TASK TO COMPLETE: Rescale the point coordinates in the answers of all items below by multiplying each number by 1.85 and rounding to whole numbers, with halves rounded up. Write out every line again, requests included, and leave the numbers in the requests and their format samples unchanged.

PROVIDED DATA:
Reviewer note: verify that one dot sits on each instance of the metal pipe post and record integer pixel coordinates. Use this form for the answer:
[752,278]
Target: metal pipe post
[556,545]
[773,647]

OUTPUT FOR THIS EXERCISE:
Reviewer note: verify that one dot sits on each instance of the metal pipe post and record integer pixel coordinates. Use this form for the answer:
[752,278]
Target: metal pipe post
[1029,1008]
[1430,1197]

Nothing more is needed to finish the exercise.